Laddove i Weather Report finirono, altri presero il filo e proseguirono il discorso musicalmente rivoluzionario scaturito dal lungo sforzo collettivo di una band eccezionalmente dotata e storica. Potremmo dire, tagliando con l’accetta, con i dovuti sottili e necessari distinguo, che gli eredi di maggior rilievo del discorso WR furono:

1) I ‘Tribal Tech’ per la parte più tecnologica, sanguigna, aggressiva, cervellotica  e rockeggiante
2) Gli ‘Steps Ahead’ per il tentativo di contaminazione tra jazz ed una insolita, sciolta maniera di interpretare sia gli standards che i nuovi brani; tentativo riuscitissimo negli anni, grazie anche al contributo dato da un eccezionale trust di cervelli musicali che si sono avvicendati nella band, nata senza mire commerciali, partendo dal Giappone che chiamava a gran voce prodotti ‘fusion’ nei primi ottanta e senza un progetto precisissimo in mente.
3) Gli ‘Yellowjackets’ http://www.yellowjackets.com/discography/YJ  (salvatevi il link per ascoltare gli MP3!) che sono partiti da un ‘rockettino energico’ alla Tom Scott & L.A. Express o giù di li, con molto rockblues, nel primo disco in cui era presente Roben Ford, membro fondatore. Passando poi per FM music subito dopo, approdando ad una piena maturità che li porterà a sviluppare dei veri capolavori come quello in questione.

Questo è  un altro di quei gruppi che, una volta sentito un disco, te li devi comperare tutti pian piano. La formazione attuale (2006) include Russell Ferrante alle tastiere, Jimmy Haslip, bassista mancino ma con… corde rovesciate, Marcus Baylor  alla batteria e Bob Mintzer ai fiati.  Però i musicisti titolari che hanno inciso Greenhouse sono: Haslip, Ferrante e William Kennedy alla batteria, con vari ospiti a corredo tra cui Bob Mintzer che nel 1991 (come vola il tempo!) cominciava a razzolare attorno all’idea di una membership stabile.

La musica proposta dai ‘ragazzi’ è raffinatissima, ha amplissime zone di overlap con il jazz modern mainstream, recepisce in pieno il discorso melodico portato avanti dai più scaltri singers americani vicini al jazz (Michael Franks, Joni Mitchell, Steely Dan etc.)  ed infatti presenta spesso una  due tracce cantate in ogni disco; purtuttavia risulta di difficile inquadramento per gli scaffali del negozio di musica… scrupoloso. La goduria è somma per tutti coloro che vanno genuinamente a caccia di chicche o grosse novità e resta inalterata nel tempo ascoltando qualsiasi disco del gruppo, a testimonianza del fatto che se un’opera è buona resta tale; punto e basta. Poche flessioni nella discografia del gruppo e comunque sempre ben al di sopra della sufficienza: Live Wire? Mint jam? Guardacaso entrambi i dischi dal vivo sono forse i più deboli da un punto di vista ‘appeal’ audio! Forse perché la produzione, la scena ‘sonora’ dei dischi è così curata, equilibrata e soddisfacente che le pur oggettive doti tecniche dei musicisti non aggiungono valore ai brani nell’esecuzione live.

· · ·

■ Consegna 1:
Rispondi a queste domande sul brano da leggere:
(a) Da quale paese partì la band Steps Ahead?
(b) Chi suona la batteria nelle incisioni di Greenhouse?
(c) Quali due dischi dal vivo sono indicati come forse i più deboli?
■ Consegna 2:
Riprendi il testo sugli Yellowjackets e proseguilo dopo la sua ultima frase.

■ Dati forniti:
· · ·

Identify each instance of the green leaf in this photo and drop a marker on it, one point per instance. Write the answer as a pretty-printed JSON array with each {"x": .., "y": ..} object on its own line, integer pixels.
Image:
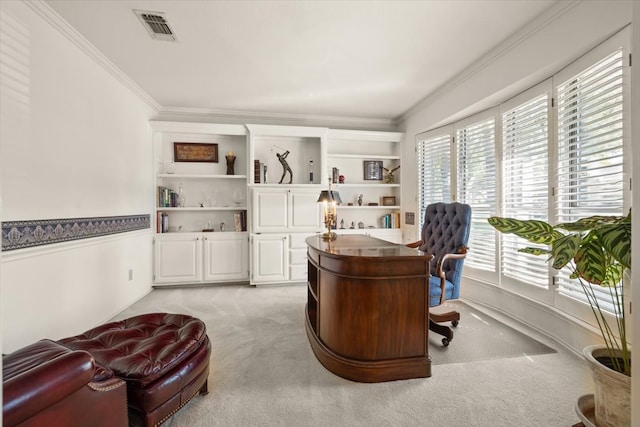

· · ·

■ Risultato finale 1:
(a) Dal Giappone.
(b) William Kennedy.
(c) Live Wire e Mint jam.

■ Risultato finale 2:
erché, nella vasta discografia degli Yellowjackets, recensire per primo questo disco? Semplicemente perché sta ‘in mezzo’ alla produzione e contiene elementi caratterizzanti del primo periodo e consistenti ‘semi’ dei dischi futuri, più spostati verso il jazz e dove Bob Mintzer, appena subentrato come semplice ospite a Marc Russo, comincia a guadagnarsi i galloni sul campo, risultando in futuro essere il centro tonale degli esperimenti compositivi armonici e melodici della band.
Una piccola curiosità: il nome YELLOWJACKETS (teribbile, nun se po’ sentì) venne scelto abbastanza rapidamente, agli esordi, per un engagement uscito fuori all’improvviso e da dover quindi soddisfare a volo; questa scelta faceva riferimento ad alcuni giubbotti gialli che i musicisti, all’epoca giovanissimi, erano soliti indossare e che li facevano assomigliare a delle… api! Poi, gli anni passano in fretta, i dischi e la musica maturano; ma il nome ti resta appiccicato!!!
Da segnalare, a corredo, anche il bellissimo disco di Marc Russo, come accennato sopra, uscito dalla band una quindicina d’anni, fa proprio prima di Greenhouse “The window”,; i due bellissimi di Jimmy Haslip: “Arc” e "Red Heat” ; la bio di Russell Ferrante , che produce, aiuta, scrive per altra gente ma è ‘di casa’ solo negli Yellowjackets; per poi accennare appena all’attività vastissima di Bob Mintzer.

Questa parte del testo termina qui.